Data shown:
=== Begin Enclosure ===

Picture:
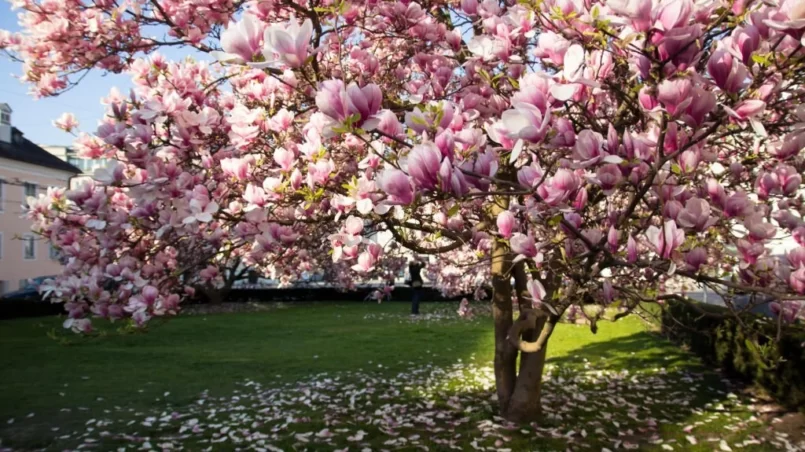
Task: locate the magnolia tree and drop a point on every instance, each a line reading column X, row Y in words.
column 563, row 152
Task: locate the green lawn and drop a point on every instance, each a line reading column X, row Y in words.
column 312, row 376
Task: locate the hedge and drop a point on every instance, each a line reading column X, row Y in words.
column 34, row 307
column 751, row 352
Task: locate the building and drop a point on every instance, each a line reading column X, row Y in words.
column 69, row 155
column 25, row 170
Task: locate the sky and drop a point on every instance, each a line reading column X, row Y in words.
column 35, row 117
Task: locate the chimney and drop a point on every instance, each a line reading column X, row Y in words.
column 5, row 123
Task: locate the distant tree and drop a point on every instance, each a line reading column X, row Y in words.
column 588, row 150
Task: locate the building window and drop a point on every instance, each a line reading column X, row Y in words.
column 29, row 247
column 55, row 253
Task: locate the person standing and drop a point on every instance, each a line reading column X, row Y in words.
column 415, row 270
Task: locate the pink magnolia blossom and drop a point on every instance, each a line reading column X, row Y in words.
column 339, row 103
column 696, row 215
column 631, row 250
column 506, row 224
column 242, row 42
column 523, row 245
column 665, row 240
column 526, row 122
column 728, row 73
column 289, row 42
column 424, row 162
column 66, row 122
column 236, row 168
column 397, row 186
column 695, row 258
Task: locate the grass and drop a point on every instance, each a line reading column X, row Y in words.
column 51, row 388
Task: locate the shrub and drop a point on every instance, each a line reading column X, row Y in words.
column 748, row 349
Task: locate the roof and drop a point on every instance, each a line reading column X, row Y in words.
column 26, row 151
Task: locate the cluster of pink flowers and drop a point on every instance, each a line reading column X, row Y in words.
column 609, row 145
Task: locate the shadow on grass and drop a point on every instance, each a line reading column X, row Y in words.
column 357, row 368
column 639, row 350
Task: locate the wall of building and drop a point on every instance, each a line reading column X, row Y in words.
column 14, row 266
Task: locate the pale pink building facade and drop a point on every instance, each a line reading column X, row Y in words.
column 25, row 170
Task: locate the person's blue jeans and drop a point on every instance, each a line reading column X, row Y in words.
column 416, row 296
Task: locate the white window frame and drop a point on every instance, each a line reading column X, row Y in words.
column 25, row 239
column 25, row 188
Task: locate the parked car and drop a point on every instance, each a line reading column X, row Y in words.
column 29, row 292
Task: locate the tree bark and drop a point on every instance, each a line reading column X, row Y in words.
column 505, row 353
column 518, row 391
column 525, row 402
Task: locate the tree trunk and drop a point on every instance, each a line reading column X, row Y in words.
column 505, row 353
column 518, row 392
column 525, row 402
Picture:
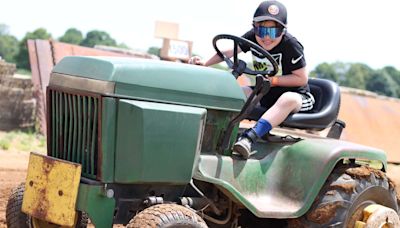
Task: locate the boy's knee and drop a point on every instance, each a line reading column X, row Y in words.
column 290, row 99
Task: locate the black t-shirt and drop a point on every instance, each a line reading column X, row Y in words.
column 288, row 54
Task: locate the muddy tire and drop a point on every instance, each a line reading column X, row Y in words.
column 345, row 194
column 167, row 216
column 14, row 216
column 17, row 219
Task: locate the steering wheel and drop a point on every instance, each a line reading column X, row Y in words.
column 239, row 66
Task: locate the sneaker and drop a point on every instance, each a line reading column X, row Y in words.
column 243, row 147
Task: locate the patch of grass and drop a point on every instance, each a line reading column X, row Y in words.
column 22, row 141
column 24, row 72
column 5, row 144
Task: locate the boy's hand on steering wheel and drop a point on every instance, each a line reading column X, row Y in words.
column 196, row 60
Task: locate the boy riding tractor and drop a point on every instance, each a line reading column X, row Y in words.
column 148, row 143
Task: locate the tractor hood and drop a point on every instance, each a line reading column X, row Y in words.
column 154, row 80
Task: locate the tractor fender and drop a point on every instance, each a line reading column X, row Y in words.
column 285, row 182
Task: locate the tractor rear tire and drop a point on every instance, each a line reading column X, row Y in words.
column 346, row 193
column 167, row 216
column 17, row 219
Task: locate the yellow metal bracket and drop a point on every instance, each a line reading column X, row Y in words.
column 51, row 189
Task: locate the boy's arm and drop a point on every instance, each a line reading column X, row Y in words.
column 297, row 78
column 213, row 60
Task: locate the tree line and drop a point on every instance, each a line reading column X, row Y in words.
column 16, row 51
column 385, row 81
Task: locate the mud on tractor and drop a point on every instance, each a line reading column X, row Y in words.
column 147, row 143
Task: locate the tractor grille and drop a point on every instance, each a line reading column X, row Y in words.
column 74, row 129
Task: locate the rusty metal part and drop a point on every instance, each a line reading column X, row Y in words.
column 51, row 190
column 324, row 214
column 376, row 215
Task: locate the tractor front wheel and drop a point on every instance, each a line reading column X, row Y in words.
column 167, row 215
column 345, row 196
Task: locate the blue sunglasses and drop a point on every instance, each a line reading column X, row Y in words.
column 272, row 32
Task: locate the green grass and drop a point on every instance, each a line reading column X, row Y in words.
column 22, row 141
column 24, row 72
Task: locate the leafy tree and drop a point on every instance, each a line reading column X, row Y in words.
column 72, row 36
column 97, row 37
column 4, row 29
column 154, row 51
column 23, row 57
column 8, row 44
column 357, row 76
column 382, row 83
column 395, row 75
column 326, row 71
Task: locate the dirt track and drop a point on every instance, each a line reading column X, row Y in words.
column 13, row 167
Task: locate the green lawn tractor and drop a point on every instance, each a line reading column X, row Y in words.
column 147, row 143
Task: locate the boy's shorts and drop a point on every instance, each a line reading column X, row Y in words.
column 307, row 101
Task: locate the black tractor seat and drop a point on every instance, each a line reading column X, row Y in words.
column 323, row 114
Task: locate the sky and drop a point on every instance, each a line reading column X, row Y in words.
column 354, row 31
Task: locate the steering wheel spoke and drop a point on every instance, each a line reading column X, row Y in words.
column 237, row 64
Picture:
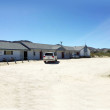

=== End Enclosure ===

What the task requires:
Retype all of the material above precisely as it reads. Pictures are not part of the copy.

Response to the task:
Picture:
Task: locate the magnolia tree and drop a point on every instance, each a line reading column X, row Y in words.
column 563, row 152
Task: locate the green lawn and drop a point on every instance, each a line reading column X, row Y in words.
column 312, row 376
Task: locate the hedge and drop a point on every instance, each a line reading column X, row Y in words.
column 34, row 307
column 751, row 352
Task: locate the building and drop a point on every instance, each a line reading column X, row Y in words.
column 69, row 155
column 25, row 170
Task: locate the sky and drop a point on every instance, each a line reading column X, row Y in words.
column 35, row 117
Task: locate the chimney and drop a point on every instance, each a line reading column X, row Y in words.
column 5, row 123
Task: locate the distant tree and drop a point on every instance, each a line reading column X, row Y in words.
column 588, row 150
Task: locate the building window and drop a point on every instance, each a line reading column X, row Y in words.
column 29, row 247
column 55, row 253
Task: locate the person standing and drop a point on every instance, each a line reading column X, row Y in words.
column 415, row 270
Task: locate the pink magnolia blossom and drop a point on every instance, each a line reading column X, row Y in words.
column 339, row 103
column 696, row 215
column 631, row 250
column 506, row 224
column 242, row 42
column 523, row 245
column 665, row 240
column 526, row 122
column 728, row 73
column 289, row 42
column 424, row 162
column 66, row 122
column 236, row 168
column 397, row 186
column 695, row 258
Task: locate the grass and drop a point on every instance, each a line reading column X, row Y in words.
column 51, row 388
Task: locate the shrub and drop a point on every instance, each a line reading column X, row Y in words.
column 748, row 349
Task: locate the roof and drop a point on every instance, each a line reading column X, row Y in words.
column 26, row 151
Task: locate the cluster of pink flowers and drop a point on every instance, each a line reading column X, row Y in words.
column 609, row 145
Task: locate the shadow on grass and drop a point on every instance, each a line reading column X, row Y in words.
column 357, row 368
column 639, row 350
Task: locate the wall of building and drop a point on every instance, each a line reading column X, row Y in words.
column 14, row 266
Task: locate the pale pink building facade and drop a point on every instance, each a line reading column X, row Y in words.
column 25, row 170
Task: locate the person's blue jeans and drop a point on every instance, each a line reading column X, row Y in words.
column 416, row 296
Task: locate the white window frame and drop a point on every instance, each a line reading column X, row Y in words.
column 25, row 239
column 25, row 188
Task: locate the parked car and drop a point on every instance, each a line reading column X, row Y in words.
column 29, row 292
Task: locate the tree bark and drop a point on every instance, each a line reading column X, row Y in words.
column 505, row 353
column 518, row 391
column 525, row 402
Task: locate the tree trunk and drop a point on every instance, each a line reading column X, row Y in words.
column 505, row 353
column 518, row 392
column 525, row 402
Picture:
Task: locate the boy's knee and drop a point on every instance, each a line reading column X, row Y in words.
column 290, row 99
Task: locate the black t-shirt and drop a point on every instance, each a line reading column X, row Y in words.
column 288, row 54
Task: locate the muddy tire and drop a point on every instance, each a line reading column X, row Y in words.
column 345, row 194
column 167, row 216
column 14, row 216
column 17, row 219
Task: locate the steering wheel and drop a point on every instance, each a line reading column X, row Y in words.
column 239, row 66
Task: locate the sneaker and drop a point on every instance, each a line reading column X, row Y in words.
column 243, row 147
Task: locate the patch of grass and drop a point on every instance, each a line reading column X, row Y in words.
column 22, row 141
column 24, row 72
column 5, row 144
Task: locate the boy's hand on steering wheel and drop a point on every instance, each a line reading column X, row Y in words.
column 196, row 60
Task: locate the boy riding tractor and drop a point on every instance, each a line reading column X, row Y in words.
column 148, row 143
Task: locate the tractor hood and drop a point on every instance, each a line reading column X, row Y in words.
column 154, row 80
Task: locate the tractor fender and drop a point on every instance, each a line reading column X, row Y in words.
column 285, row 182
Task: locate the tractor rear tire and drop a point on every instance, each a line reading column X, row Y in words.
column 346, row 193
column 167, row 216
column 17, row 219
Task: locate the yellow metal bracket and drop a point on every instance, each a line reading column X, row Y in words.
column 51, row 189
Task: locate the boy's arm and drop a point on every instance, each a line reading column X, row Y in words.
column 297, row 78
column 213, row 60
Task: locate the tree line and drop a point on every instance, each a line reading column X, row Y in words.
column 16, row 51
column 385, row 81
Task: locate the mud on tractor and drop a point on every instance, each a line reading column X, row Y in words.
column 147, row 143
Task: locate the tractor grille and drop a point on every instance, each a line reading column X, row Y in words.
column 74, row 129
Task: locate the rusty metal part and drop a point on every instance, each a line reading column X, row Y in words.
column 51, row 190
column 324, row 214
column 376, row 215
Task: locate the tractor front wheel and drop a point on every instance, each a line reading column X, row Y in words.
column 167, row 215
column 345, row 196
Task: locate the blue sunglasses and drop a point on every instance, each a line reading column X, row Y in words.
column 272, row 32
Task: locate the green grass and drop a point on every instance, each a line reading column X, row Y in words.
column 22, row 141
column 24, row 72
Task: locate the leafy tree and drop a point on every instance, each a line reading column X, row Y in words.
column 72, row 36
column 97, row 37
column 4, row 29
column 154, row 51
column 23, row 57
column 8, row 44
column 357, row 76
column 382, row 83
column 395, row 75
column 326, row 71
Task: locate the dirt track and drop a point on every instance, each a line reading column X, row Y in words.
column 13, row 167
Task: locate the green lawn tractor and drop a point on every instance, each a line reading column X, row Y in words.
column 147, row 143
Task: locate the boy's shorts and drop a point on every instance, each a line reading column X, row Y in words.
column 307, row 101
Task: locate the black tractor seat and drop a point on every instance, each a line reading column X, row Y in words.
column 323, row 114
Task: locate the sky and drop a point on every instance, each a line reading column X, row Y in words.
column 354, row 31
Task: locate the steering wheel spoke and drop a point on every instance, each a line reading column X, row Y in words.
column 237, row 64
Picture:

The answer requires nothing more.